#### BRANO DA LEGGERE
+++
Recensione a cura di Paolo Gulisano

Il Cristianesimo irlandese dei primi secoli rappresenta una delle più straordinarie esperienze della storia della cristianità. Molto si è detto e scritto delle grandi figure di questa Chiesa, da San Patrizio, l’Apostolo dell’Irlanda, a San Brendano, a San Colombano, fino a San Malachia. Ancora si doveva leggere delle figure femminili dell’antica Irlanda, e Madri spirituali dell’antica Irlanda, il libro curato da Alberto Maria Osenga per Monasterium giunge a colmare questa lacuna offrendo le biografie di quattro figure di sante, tra cui Brigid, la Patrona d’Irlanda.
Nella comunità cristiana fondata da San Patrizio viene ricordata la presenza di donne. È il santo stesso a parlare, nella Confessione e nel suo altro scritto Lettera a Corotico delle donne, sia di nobile stirpe, che di condizione agiata, così come di schiave, probabili prigioniere di guerra, che entrarono a far parte della Chiesa primitiva. Alcune di esse, ricorda Patrizio, divennero vergini consacrate. La liberazione portata in Irlanda dall’annuncio di Patrizio riguardava tutti, anche le donne, che sono citate, come si diceva, come membra della Chiesa irlandese primitiva. Il volume ci racconta di Darerca, che sarebbe diventata madre di altri santi, di Samthann e Ita, e infine Brigid.
Oltre a Brigid di Kildare, la santa più famosa e celebrata, sono numerose le donne ricordate per il loro contributo all’edificazione della Chiesa delle origini in Irlanda, donne che vissero la loro santità sia come consacrate sia come spose e madri, nella propria isola come sul continente, esuli forzate o volontariamente missionarie. Si trattava di martiri, come Grimonia, uccisa per la Fede nel IV secolo presso Soissons, in Francia. La città di La Chapelle sorse intorno alla chiesa costruita a memoria di questa donna. I miracoli che seguirono la sua morte portarono al suo culto, e le sue reliquie, insieme a quelle di una sua compagna, anch’essa irlandese, Proba, furono conservate fin dal sedicesimo secolo nell’abbazia di Henin- Lietard a Douai.
+++
#### MATERIALE ESTRATTO

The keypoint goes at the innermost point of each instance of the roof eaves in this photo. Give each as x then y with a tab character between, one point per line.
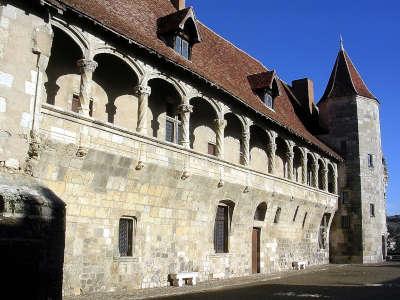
333	154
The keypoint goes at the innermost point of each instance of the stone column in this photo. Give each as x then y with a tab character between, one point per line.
143	92
246	146
272	151
185	109
290	157
87	68
220	125
315	172
335	183
325	177
304	165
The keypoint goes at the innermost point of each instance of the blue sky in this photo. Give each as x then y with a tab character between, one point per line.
301	39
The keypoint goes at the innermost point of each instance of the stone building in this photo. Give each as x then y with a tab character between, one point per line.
155	146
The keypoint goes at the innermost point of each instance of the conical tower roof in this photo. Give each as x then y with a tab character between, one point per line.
345	79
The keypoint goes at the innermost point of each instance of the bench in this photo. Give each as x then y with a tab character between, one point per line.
298	265
188	277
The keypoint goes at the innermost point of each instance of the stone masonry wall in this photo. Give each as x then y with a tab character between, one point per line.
175	217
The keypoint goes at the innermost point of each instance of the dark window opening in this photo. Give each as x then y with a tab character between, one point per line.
212	149
221	229
295	213
261	210
343	147
173	128
304	220
372	210
345	222
277	215
370	160
268	99
182	46
125	242
76	105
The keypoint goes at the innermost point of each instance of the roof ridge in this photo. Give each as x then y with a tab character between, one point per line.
236	47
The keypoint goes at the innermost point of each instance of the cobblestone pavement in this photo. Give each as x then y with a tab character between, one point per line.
353	282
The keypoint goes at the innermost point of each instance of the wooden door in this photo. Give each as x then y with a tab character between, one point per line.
255	265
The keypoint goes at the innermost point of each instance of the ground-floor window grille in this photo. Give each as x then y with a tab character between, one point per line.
126	236
221	229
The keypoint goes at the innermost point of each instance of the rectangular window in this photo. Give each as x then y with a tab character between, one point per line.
370	160
372	210
345	222
221	230
76	104
169	131
212	149
343	147
304	220
344	197
125	241
182	46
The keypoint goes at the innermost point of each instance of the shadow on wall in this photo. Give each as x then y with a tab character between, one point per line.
32	237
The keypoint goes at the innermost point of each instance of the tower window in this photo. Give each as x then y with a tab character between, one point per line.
370	160
125	236
182	46
372	210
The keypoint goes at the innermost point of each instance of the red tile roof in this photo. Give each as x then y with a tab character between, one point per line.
345	80
214	59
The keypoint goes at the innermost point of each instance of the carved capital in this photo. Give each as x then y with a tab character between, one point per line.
185	108
87	65
220	123
142	90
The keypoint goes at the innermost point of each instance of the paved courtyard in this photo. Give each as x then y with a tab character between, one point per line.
331	282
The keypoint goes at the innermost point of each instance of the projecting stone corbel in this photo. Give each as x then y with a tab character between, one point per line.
139	166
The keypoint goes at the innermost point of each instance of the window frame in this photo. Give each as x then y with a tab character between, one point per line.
131	237
182	46
224	247
372	210
370	160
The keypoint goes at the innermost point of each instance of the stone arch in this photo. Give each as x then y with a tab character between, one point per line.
163	118
136	68
331	179
233	138
281	158
203	127
258	148
63	78
260	212
173	82
115	77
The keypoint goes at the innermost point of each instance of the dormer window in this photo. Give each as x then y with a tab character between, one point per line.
265	86
182	46
179	31
268	99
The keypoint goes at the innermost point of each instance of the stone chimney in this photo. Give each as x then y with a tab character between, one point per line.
304	91
179	4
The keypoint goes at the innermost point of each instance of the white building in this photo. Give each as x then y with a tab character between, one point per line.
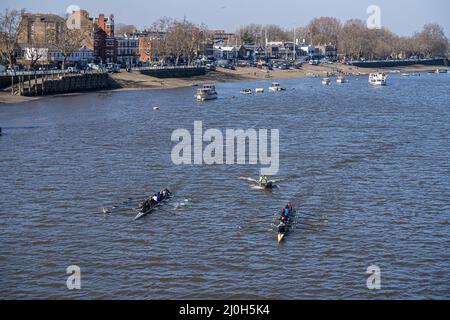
83	55
310	50
128	51
39	54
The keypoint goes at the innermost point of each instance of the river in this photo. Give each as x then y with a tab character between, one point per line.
369	166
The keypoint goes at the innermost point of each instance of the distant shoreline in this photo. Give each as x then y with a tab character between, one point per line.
134	81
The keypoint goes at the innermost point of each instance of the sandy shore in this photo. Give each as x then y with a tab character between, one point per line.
134	81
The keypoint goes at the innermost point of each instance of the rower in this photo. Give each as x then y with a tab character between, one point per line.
263	180
282	227
291	209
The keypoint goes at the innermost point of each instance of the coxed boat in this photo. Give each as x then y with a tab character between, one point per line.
283	229
142	214
268	185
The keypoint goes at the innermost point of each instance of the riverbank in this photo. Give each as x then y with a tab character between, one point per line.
134	81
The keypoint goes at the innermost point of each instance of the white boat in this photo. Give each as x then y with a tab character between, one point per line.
341	79
326	81
377	79
208	92
275	87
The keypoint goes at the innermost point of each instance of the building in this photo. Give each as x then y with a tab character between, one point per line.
329	51
82	56
127	51
38	30
222	38
254	52
229	53
105	45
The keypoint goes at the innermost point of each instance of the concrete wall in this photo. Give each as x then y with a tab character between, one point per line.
400	63
173	72
68	84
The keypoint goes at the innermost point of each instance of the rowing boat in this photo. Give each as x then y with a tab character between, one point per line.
283	230
267	185
143	214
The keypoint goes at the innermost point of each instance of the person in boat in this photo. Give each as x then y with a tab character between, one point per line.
289	206
263	180
282	227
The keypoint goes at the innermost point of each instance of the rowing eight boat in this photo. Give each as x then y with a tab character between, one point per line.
283	230
143	214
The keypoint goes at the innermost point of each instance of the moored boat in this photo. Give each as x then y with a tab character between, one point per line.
143	212
247	91
377	79
207	92
341	79
275	87
326	81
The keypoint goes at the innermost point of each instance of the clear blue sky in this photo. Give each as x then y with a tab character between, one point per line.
401	16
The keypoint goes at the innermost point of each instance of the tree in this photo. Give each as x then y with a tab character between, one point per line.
324	30
353	39
10	27
122	28
159	40
433	41
183	40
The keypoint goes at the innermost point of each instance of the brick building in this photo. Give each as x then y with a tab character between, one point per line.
39	29
105	44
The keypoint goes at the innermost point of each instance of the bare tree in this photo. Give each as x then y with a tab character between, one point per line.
324	30
122	28
159	38
10	27
433	40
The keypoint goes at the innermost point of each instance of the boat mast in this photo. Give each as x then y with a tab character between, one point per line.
294	55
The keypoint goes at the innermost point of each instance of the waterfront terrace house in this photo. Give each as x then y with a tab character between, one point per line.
254	52
222	38
105	45
328	51
82	56
37	32
229	52
128	51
+++
#### ELENCO DEI COMPITI
**1)** Estrai dalle voci tutte le righe che contengono la parola "blue", distinguendo tra maiuscole e minuscole.
**2)** Prosegui la recensione sulle sante dell'antica Irlanda, riprendendo dopo l'ultima frase riportata.

#### RISPOSTE AI COMPITI
**1)**
The keypoint goes at the innermost point of each instance of the blue sky in this photo. Give each as x then y with a tab character between, one point per line.
The keypoint goes at the innermost point of each instance of the clear blue sky in this photo. Give each as x then y with a tab character between, one point per line.

**2)**
Tra le altre figlie di Erin ricordate nel novero dei santi troviamo, nei primi tempi della Chiesa irlandese, la figura di Attracta. Il suo nome gaelico era Adhracht, un nome a lungo comune tra le ragazze irlandesi specie dell’ovest, area dell’isola di cui era nativa questa santa. Era infatti originaria di Achonry, nel Connaught, la più occidentale e selvaggia delle province irlandesi. La sua azione apostolica precedette quella della stessa Brigid: fu fondatrice di conventi nelle contee di Sligo e Roscommon, dove curava i malati e dava ospitalità e accoglienza ai poveri. La sua fama di santità si diffuse immediatamente dopo la morte, e le case da lei fondate divennero meta di pellegrinaggi, e il suo culto si diffuse in tutto l’ovest dell’isola.
Troviamo altre figure di sante fondatrici di monasteri, come Gobnait. Nativa di Ballyvourney, nella Contea di Cork, di questa santa del VI secolo si dice che fosse stata guidata da degli angeli nel trovare il luogo dove fondare il suo convento. Il nome gaelico significa “miele di api”, e la leggenda vuole che si servisse delle api per tener lontano i malintenzionati. La sua immagine raffigurata nella chiesa di Ballyvourney fu oggetto per secoli di grande devozione, invocata con successo per la cura di malattie.
Di questi ordini religiosi femminili della primitiva Chiesa Iberica, a partire dalla comunità di Santa Brigida, non è purtroppo rimasta alcuna traccia documentata delle regole. Tuttavia è possibile ritenere che si trattasse di una vita contemplativa attiva, fatta di preghiera e di lavoro in condizioni ambientali non sempre favorevoli, vissuta all’insegna di un cristianesimo esigente e appassionato. Se non ci sono pervenuti scritti, regole o statuti, quello che comunque è rimasto nella tradizione è stato il frutto di santità di quelle comunità, il segno di una presenza che trasformava profondamente la società.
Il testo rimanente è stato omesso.